(PROMPT):
All entries must be transcribed exactly, down to the last character.

(Recorded data)

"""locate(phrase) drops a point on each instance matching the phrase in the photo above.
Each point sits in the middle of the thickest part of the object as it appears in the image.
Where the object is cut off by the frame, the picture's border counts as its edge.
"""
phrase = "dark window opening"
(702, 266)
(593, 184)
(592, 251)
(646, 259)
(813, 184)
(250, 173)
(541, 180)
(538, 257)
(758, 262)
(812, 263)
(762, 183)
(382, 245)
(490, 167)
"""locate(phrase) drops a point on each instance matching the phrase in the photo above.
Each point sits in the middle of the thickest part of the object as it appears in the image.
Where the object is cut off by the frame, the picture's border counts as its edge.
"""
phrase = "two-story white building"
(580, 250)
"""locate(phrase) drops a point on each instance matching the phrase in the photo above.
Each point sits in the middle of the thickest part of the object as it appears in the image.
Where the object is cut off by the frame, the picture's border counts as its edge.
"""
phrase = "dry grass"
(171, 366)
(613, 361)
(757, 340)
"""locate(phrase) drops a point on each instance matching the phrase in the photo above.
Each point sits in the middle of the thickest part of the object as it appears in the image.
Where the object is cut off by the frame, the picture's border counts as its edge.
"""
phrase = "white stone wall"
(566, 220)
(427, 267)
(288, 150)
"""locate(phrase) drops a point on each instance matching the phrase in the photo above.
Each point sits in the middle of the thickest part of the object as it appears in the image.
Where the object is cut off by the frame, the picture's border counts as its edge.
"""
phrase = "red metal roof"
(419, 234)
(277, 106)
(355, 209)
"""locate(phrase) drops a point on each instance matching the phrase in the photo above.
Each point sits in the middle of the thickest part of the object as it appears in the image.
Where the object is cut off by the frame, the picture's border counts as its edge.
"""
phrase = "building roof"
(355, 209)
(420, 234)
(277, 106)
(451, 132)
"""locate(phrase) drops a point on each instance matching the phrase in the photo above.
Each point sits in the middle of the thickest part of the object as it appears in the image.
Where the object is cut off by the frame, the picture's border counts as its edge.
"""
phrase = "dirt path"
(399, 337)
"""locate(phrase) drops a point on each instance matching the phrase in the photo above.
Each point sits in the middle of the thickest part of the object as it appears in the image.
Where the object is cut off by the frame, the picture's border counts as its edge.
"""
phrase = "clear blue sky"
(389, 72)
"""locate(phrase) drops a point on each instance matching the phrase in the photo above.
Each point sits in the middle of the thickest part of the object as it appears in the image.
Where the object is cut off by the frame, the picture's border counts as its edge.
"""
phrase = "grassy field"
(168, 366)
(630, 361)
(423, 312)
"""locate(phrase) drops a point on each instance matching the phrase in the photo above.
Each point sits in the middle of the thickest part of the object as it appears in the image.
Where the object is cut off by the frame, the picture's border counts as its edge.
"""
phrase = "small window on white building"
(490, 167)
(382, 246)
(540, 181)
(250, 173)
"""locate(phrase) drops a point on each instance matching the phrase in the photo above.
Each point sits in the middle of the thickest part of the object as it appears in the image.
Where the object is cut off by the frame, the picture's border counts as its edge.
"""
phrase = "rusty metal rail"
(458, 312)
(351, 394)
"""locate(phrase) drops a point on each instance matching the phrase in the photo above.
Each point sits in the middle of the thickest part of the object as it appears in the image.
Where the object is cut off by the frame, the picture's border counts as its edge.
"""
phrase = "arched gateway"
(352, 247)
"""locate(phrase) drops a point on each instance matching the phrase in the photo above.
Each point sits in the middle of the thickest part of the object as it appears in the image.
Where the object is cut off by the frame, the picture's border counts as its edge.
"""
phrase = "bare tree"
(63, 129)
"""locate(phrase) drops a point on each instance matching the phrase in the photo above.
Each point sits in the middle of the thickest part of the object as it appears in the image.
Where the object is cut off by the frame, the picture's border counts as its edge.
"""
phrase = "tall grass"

(PROBLEM SOLUTION):
"""locate(phrase) drops a point on each instance matching the phrase in the photo above.
Each point sits in the middle of the thickest part of the object as it appears in the image.
Where the object is cut off by the frame, the picture's border counts as its edge.
"""
phrase = "dark window opening"
(702, 266)
(593, 184)
(592, 251)
(646, 259)
(813, 184)
(250, 173)
(541, 180)
(538, 257)
(758, 262)
(812, 263)
(762, 183)
(382, 245)
(490, 167)
"""locate(phrase) drops a point on each instance matching the phrase in the photo above.
Each point sits in the middle of the thickest part of the object as it appears in the image.
Where the object is cut off by the frame, the picture's border counts as its edge.
"""
phrase = "two-story white building"
(580, 250)
"""locate(phrase) drops a point on each instance matching the phrase in the photo above.
Each point sits in the middle of the thickest part of the object as it appears in the image.
Where the object is cut off by the frame, the picture's border counts as its edge.
"""
phrase = "dry grass"
(171, 366)
(613, 361)
(757, 340)
"""locate(phrase) drops a point on each instance matching the phrase in the photo above.
Each point sits in the middle of the thickest part of the object as it appears in the image.
Where the object is cut off by the frame, the picture's border counts as its edge.
"""
phrase = "white stone wall"
(566, 220)
(427, 267)
(288, 150)
"""locate(phrase) drops a point on each instance matching the phrase in the photo above.
Each point sits in the middle of the thickest part of the object as it appears in the image.
Where the object is cut off by the frame, the picture's border counts as its edge.
"""
phrase = "red metal roof"
(419, 234)
(277, 106)
(355, 209)
"""locate(phrase) drops a point on each instance matching the phrase in the photo above.
Each point sits in the middle of the thickest part of the object as it appears in the image.
Where the object is cut off by the frame, the picture's border counts as its edge.
"""
phrase = "building roof"
(355, 209)
(420, 234)
(277, 106)
(451, 132)
"""locate(phrase) drops a point on each instance matching the phrase in the photo above.
Each point sits in the middle of the thickest part of the object as it appears in the image.
Where the object is cut off by the frame, the picture's border counts as its edge.
"""
phrase = "dirt path"
(399, 337)
"""locate(phrase) drops a point on each instance matching the phrase in the photo above.
Each point sits in the middle of the thickest part of the object as it appears in the image.
Where the object is cut off by the frame, the picture's border counts as its edge.
"""
phrase = "clear blue sky"
(389, 72)
"""locate(phrase) drops a point on each instance matching the phrase in the photo above.
Each point sits in the middle of the thickest part of the object as it appears in the image.
Where the object is cut off by the frame, the picture's border counts as its edge.
"""
phrase = "grassy field"
(168, 366)
(630, 361)
(423, 312)
"""locate(phrase) drops a point on each instance matching the phrase in the photo above.
Each point sits in the middle of the thickest part of the object as it appears in the image.
Where the object is cut off by the frame, the picture's border counts as its edge.
"""
phrase = "small window on white building"
(490, 167)
(382, 246)
(540, 181)
(250, 173)
"""locate(phrase) drops a point on each instance matching the phrase in the photo above.
Each point sits in the middle of the thickest part of the object as it appears in the image.
Where the object is cut off by the frame, the picture's border counts as its edge.
"""
phrase = "rusty metal rail"
(458, 312)
(351, 394)
"""locate(phrase) drops a point on each instance matching the phrase in the photo above.
Each point sits in the middle of the thickest part of the object as it appears in the image.
Where the object is cut off by the frame, the picture's border counts as its edge.
"""
phrase = "arched gateway"
(352, 247)
"""locate(phrase) drops a point on each instance matching the phrase in the photo above.
Each point sits in the middle of the thickest part of the object as it appears in the image.
Where the object is cut off by the frame, the picture's border counts as its edge.
"""
phrase = "bare tree"
(63, 129)
"""locate(phrase) drops a point on each instance matching the phrase in the photo above.
Each point sits in the middle of the thickest part of the object as it appears in the image.
Where the object is cut off by the frame, the picture's border counts as its edge.
"""
phrase = "tall grass"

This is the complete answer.